● Selected passage:
================

Hello Everyone! I am new to the Jupyter landscape and am hoping to get some feedback on the best way to structure a notebook. I am in the early phases of my project and want to get this sorted out now while changing my structure is still manageable.
The simplified version of my project is as follows:
Pull a large dataset out of a pickle file and use it to populate dictionaries for dataset1 and dataset2
Do some manipulation and generate plots for dataset1
Do some manipulation and generate plots for dataset2
Currently I have three separate python files for populating the dictionaries, plotting dataset1 and plotting dataset2. I am planning on doing a lot more work with the data and will generate additional python files for each additional task.
My python files import each other (or more specifically the files dataset1 and dataset2 plotting import the dictionaries file) and I run each file in a notebook cell using the %run command. The problem is that I think this is basically a resource/time waste as the dictionary file is being run each time I run the scripts to generate my plots.
I could get around this by putting all of my python code directly into the notebook cells but the files are 400+ lines. I feel like this really clutters up the notebook, and makes editing the code much more tedious (versus using VScode to write the python files).

================

● Input data:
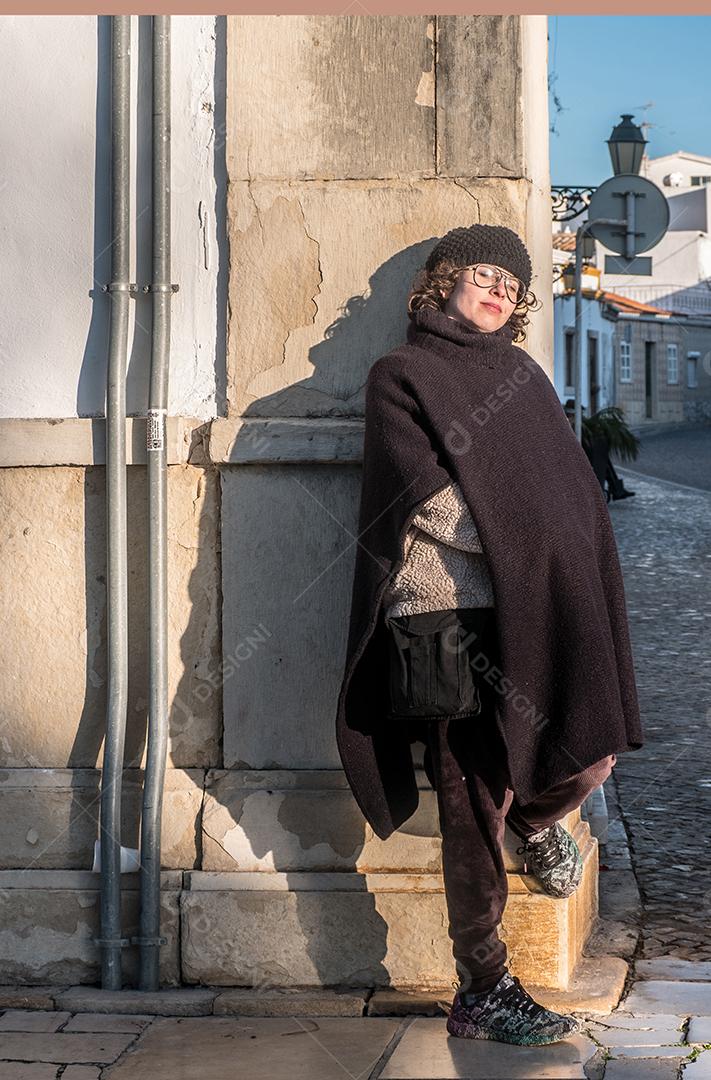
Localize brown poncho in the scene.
[336,309,642,839]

================

● Required tasks:
A – In the Jupyter notebook post, what command does the writer use to run each file in a notebook cell?
B – For each statement, say whether it agrees with the Jupyter notebook post, and quote the words that decide it: (i) The writer currently keeps three separate python files. (ii) The large dataset is pulled out of a CSV file. (iii) The python files are fewer than 100 lines long.
C – Return the stretch of the Jupyter notebook post from "My python files" through "the python files).", copied word for word.
The data has nothing to do with the Jupyter notebook post.

● Set of answers:
A – The %run command.

B –
(i) Yes: "Currently I have three separate python files for populating the dictionaries, plotting dataset1 and plotting dataset2."
(ii) No: "Pull a large dataset out of a pickle file"
(iii) No: "the files are 400+ lines"

C –
My python files import each other (or more specifically the files dataset1 and dataset2 plotting import the dictionaries file) and I run each file in a notebook cell using the %run command. The problem is that I think this is basically a resource/time waste as the dictionary file is being run each time I run the scripts to generate my plots.
I could get around this by putting all of my python code directly into the notebook cells but the files are 400+ lines. I feel like this really clutters up the notebook, and makes editing the code much more tedious (versus using VScode to write the python files).